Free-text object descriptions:
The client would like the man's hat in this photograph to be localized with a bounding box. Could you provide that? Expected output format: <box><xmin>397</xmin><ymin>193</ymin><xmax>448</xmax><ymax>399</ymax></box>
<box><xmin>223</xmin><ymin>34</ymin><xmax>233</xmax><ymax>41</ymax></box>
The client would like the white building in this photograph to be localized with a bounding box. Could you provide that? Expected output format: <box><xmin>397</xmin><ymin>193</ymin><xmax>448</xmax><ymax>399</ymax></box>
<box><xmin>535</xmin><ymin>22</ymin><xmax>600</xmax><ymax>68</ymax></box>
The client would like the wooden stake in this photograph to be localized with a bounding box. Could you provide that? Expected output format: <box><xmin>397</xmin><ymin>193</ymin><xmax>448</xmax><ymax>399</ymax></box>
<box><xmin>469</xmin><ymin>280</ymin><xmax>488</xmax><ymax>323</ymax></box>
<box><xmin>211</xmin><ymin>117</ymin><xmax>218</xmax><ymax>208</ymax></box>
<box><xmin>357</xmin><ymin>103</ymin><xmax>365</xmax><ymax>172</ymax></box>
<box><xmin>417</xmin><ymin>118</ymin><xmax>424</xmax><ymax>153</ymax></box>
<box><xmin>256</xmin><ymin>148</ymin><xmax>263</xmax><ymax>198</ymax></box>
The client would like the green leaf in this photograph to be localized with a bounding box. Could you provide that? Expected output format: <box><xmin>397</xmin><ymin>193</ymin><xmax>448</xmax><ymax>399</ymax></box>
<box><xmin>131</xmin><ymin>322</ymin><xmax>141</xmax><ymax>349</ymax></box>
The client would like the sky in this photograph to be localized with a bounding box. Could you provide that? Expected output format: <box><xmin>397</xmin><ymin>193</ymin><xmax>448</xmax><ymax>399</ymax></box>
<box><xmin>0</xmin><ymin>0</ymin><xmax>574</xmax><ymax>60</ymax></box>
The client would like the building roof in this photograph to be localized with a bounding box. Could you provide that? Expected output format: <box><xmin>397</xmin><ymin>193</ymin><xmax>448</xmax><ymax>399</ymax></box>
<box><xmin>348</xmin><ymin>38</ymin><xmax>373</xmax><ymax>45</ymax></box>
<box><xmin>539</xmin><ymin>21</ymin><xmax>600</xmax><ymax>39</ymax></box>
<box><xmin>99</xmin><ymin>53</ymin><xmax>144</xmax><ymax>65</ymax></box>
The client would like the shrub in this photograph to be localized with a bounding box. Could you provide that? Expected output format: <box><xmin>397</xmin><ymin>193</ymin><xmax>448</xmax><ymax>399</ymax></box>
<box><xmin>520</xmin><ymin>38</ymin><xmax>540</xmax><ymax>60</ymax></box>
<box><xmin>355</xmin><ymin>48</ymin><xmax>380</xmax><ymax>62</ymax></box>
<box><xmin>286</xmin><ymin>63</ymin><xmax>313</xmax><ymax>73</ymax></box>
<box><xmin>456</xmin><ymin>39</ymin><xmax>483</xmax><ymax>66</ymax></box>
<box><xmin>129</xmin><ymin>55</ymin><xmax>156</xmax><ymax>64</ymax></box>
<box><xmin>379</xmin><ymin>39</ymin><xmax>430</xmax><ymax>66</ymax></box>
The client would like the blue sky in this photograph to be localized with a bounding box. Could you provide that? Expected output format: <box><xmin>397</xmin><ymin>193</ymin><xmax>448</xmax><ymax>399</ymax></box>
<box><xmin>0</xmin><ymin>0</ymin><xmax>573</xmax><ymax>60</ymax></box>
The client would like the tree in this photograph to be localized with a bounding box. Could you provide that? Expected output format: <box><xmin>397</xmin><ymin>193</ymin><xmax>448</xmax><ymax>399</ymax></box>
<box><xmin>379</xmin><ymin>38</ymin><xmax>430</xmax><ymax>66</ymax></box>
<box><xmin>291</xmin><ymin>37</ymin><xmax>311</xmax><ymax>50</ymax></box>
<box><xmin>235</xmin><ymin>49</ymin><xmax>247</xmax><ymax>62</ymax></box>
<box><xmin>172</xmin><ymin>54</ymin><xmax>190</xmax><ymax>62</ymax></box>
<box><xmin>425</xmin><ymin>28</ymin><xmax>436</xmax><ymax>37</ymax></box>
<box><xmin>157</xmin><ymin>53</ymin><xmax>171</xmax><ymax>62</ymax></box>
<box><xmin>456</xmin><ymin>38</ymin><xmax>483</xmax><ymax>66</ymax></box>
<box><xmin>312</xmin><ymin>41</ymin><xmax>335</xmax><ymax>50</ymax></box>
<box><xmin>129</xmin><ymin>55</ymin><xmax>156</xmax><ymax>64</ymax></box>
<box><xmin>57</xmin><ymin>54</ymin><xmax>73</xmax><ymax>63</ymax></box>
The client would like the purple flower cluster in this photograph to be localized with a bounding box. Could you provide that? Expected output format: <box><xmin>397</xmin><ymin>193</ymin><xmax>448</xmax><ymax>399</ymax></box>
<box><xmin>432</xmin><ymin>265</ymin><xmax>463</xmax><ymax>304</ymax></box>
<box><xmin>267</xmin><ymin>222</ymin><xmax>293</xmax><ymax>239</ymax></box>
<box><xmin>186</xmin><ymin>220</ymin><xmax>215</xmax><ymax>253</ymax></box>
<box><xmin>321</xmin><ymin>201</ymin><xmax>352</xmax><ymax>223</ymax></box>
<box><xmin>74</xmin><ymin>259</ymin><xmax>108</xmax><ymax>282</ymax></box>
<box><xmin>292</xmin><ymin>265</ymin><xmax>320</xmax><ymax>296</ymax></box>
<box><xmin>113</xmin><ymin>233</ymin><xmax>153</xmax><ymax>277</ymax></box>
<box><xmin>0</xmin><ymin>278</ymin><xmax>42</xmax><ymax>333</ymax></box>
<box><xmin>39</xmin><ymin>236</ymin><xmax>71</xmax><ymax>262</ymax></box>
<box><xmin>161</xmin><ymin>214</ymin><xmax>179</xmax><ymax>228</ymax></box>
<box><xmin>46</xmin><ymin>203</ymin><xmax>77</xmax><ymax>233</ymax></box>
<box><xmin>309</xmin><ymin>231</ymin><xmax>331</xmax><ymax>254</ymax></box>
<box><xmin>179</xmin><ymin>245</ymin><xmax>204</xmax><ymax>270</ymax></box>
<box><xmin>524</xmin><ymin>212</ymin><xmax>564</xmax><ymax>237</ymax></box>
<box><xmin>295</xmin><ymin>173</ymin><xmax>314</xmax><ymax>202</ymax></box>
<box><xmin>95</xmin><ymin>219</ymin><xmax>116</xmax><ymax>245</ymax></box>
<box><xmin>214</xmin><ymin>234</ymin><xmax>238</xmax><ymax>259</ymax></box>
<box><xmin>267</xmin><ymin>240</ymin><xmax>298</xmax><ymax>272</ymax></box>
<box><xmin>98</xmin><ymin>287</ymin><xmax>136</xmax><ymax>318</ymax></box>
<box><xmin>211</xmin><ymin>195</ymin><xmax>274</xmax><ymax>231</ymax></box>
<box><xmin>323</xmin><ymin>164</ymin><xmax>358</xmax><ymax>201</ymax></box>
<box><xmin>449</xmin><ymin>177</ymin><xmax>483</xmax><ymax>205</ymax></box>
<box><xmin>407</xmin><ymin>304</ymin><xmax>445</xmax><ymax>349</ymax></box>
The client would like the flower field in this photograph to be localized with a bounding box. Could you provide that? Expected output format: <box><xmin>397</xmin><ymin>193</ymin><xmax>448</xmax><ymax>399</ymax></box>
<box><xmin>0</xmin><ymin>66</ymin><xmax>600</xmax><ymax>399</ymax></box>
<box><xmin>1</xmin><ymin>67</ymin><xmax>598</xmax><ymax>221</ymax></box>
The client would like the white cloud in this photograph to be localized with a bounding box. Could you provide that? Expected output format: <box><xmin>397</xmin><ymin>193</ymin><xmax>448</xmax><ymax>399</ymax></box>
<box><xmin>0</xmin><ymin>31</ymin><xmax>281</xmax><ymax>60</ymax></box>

Work item: Print exactly the stretch of lines beginning with the one that holds "The client would like the flower" and ending at the last line above.

Result of the exercise:
The client would like the flower field in this photograph to be localized with a bounding box. Could you provide that? Expected output format: <box><xmin>397</xmin><ymin>193</ymin><xmax>448</xmax><ymax>399</ymax></box>
<box><xmin>0</xmin><ymin>66</ymin><xmax>600</xmax><ymax>399</ymax></box>
<box><xmin>1</xmin><ymin>67</ymin><xmax>598</xmax><ymax>221</ymax></box>
The client would like the white cloud in this photograph to be localized with a bounding box. Could you provide that? Expected output format: <box><xmin>397</xmin><ymin>193</ymin><xmax>448</xmax><ymax>399</ymax></box>
<box><xmin>0</xmin><ymin>31</ymin><xmax>281</xmax><ymax>60</ymax></box>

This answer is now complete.